What this task involves
Your task is to print all of the material verbatim.

------ Supplied material ------

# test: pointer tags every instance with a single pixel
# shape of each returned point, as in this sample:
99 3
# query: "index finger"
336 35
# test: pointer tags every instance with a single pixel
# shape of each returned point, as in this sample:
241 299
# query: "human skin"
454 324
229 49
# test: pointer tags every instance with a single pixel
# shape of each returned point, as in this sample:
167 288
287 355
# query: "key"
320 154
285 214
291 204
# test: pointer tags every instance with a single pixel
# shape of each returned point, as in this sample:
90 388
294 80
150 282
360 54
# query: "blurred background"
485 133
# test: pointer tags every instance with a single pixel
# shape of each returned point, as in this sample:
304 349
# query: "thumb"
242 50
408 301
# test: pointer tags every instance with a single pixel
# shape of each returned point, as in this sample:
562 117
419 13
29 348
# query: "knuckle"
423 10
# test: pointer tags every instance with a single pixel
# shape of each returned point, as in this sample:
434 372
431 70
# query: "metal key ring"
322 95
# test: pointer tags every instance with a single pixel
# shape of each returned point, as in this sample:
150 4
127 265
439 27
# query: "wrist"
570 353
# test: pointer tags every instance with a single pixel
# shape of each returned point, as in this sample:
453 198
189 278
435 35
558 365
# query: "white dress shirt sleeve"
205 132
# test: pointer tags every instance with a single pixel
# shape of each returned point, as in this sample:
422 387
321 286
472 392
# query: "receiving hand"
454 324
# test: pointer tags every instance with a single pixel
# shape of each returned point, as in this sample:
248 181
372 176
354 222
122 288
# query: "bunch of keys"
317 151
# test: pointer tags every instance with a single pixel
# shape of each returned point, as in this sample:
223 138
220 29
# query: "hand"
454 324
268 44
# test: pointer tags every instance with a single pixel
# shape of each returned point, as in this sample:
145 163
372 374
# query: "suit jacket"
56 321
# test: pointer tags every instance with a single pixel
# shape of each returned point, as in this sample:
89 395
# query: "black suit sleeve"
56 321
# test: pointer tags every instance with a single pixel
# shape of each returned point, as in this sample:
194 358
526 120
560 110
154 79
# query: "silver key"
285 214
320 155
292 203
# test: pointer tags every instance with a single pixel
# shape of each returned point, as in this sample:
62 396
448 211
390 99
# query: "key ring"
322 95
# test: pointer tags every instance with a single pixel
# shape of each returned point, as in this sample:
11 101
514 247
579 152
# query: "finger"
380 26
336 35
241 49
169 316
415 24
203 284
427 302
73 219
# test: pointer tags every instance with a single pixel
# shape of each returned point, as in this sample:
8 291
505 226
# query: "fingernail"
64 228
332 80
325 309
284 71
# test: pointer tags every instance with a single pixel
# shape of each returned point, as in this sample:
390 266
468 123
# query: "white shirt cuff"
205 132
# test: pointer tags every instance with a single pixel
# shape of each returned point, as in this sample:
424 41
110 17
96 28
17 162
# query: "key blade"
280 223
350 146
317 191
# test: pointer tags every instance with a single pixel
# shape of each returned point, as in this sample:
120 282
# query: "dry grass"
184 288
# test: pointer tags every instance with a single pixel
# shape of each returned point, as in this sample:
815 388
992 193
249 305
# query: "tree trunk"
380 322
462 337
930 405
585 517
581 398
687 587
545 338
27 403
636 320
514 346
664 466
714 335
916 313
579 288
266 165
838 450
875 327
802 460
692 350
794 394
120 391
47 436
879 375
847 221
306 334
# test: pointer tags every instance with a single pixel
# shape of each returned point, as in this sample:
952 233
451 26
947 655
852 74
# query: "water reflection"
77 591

------

Task solution
# test: pointer tags every instance with a single pixel
# shape of each returned point, as in this sample:
99 3
# query: "index finger"
336 35
# test: pointer tags every instance with a single pixel
# shape of each returned point, as in this sample:
241 299
# query: "human skin"
454 324
229 49
# test: pointer tags every instance with a single pixel
# shape of each returned point, as in this sample:
167 288
287 355
# query: "key"
320 154
285 214
291 204
# test: pointer tags every instance with a single pixel
# shape of each returned point, as in this sample:
90 388
294 80
150 282
360 54
# query: "blurred background"
485 133
# test: pointer tags every instance with a single pixel
# shape of each returned point, as in this sample:
304 349
# query: "thumb"
242 50
408 301
# test: pointer tags every instance with a single pixel
# shape of each returned point, as in this sample:
562 117
419 13
29 348
# query: "knuckle"
423 10
# test: pointer tags every instance with a single pixel
# shape of each returned point, as in this sample:
434 372
431 70
# query: "metal key ring"
322 95
# test: pointer tags every instance with a single pixel
# shape of each returned point, as in this sample:
150 4
127 265
439 27
# query: "wrist"
570 353
# test: pointer tags every instance with a single pixel
# shape of each returned point, as in this sample:
453 198
189 278
435 35
558 365
# query: "white dress shirt sleeve"
205 132
# test: pointer tags every instance with a single pixel
# shape of each returned point, as in this sample:
422 387
321 286
472 392
# query: "receiving hand"
454 324
# test: pointer tags every instance with a single pixel
# shape of each returned point, as in this sample:
248 181
372 176
354 222
122 288
# query: "bunch of keys"
317 151
# test: pointer tags every instance with a single pixel
# shape of each returned point, as in this sample:
223 138
220 29
# query: "hand"
454 324
268 44
# test: pointer tags every instance with a single pixel
# shape of each returned point, as in this sample:
145 163
372 374
# query: "suit jacket"
56 321
# test: pointer tags every instance with a single pixel
# shape of each returned point, as in this sample:
89 395
# query: "black suit sleeve"
56 321
# test: pointer tags every instance with a single pixel
# shape of each returned point, as in this sample:
194 358
526 120
560 110
154 79
# query: "silver key"
285 214
320 155
292 203
# test: pointer tags every instance with a single pixel
# shape of each returned point, as in this sample:
62 396
448 211
390 99
# query: "key ring"
322 95
# test: pointer tags every instance with a single pixel
# shape of each returned point, as in this sample:
11 101
514 247
579 152
# query: "finger"
380 26
336 35
241 49
169 316
415 24
203 284
427 302
73 219
# test: pointer tags every instance with a single pixel
# shape of each returned point, as in this sample:
8 291
505 226
# query: "fingernail"
64 228
332 80
325 309
284 71
# test: pointer tags every instance with a single pixel
# shape of each returned point, as in this sample:
390 266
468 123
# query: "white shirt cuff"
205 132
# test: pointer tags every instance with a single pixel
# shape of each returned point, as in this sample:
424 41
110 17
96 28
17 162
# query: "key blade"
280 223
350 146
317 191
# test: pointer tags every instance with a single pixel
# shape of each returned point, as in this sample:
120 282
# query: "dry grass"
184 288
# test: pointer tags every instance with a single pixel
# shape of each returned point, as in this sample:
815 388
992 193
249 305
# query: "tree trunk"
380 322
462 337
930 405
585 517
581 398
687 587
545 338
27 403
636 320
514 346
664 466
714 335
916 313
579 288
266 165
838 450
875 327
802 460
692 350
794 394
120 391
47 436
879 375
847 221
306 334
# test: pointer tags every instance with a single pixel
# shape of each returned point, as in this sample:
952 233
451 26
947 655
852 74
# query: "water reflection"
77 591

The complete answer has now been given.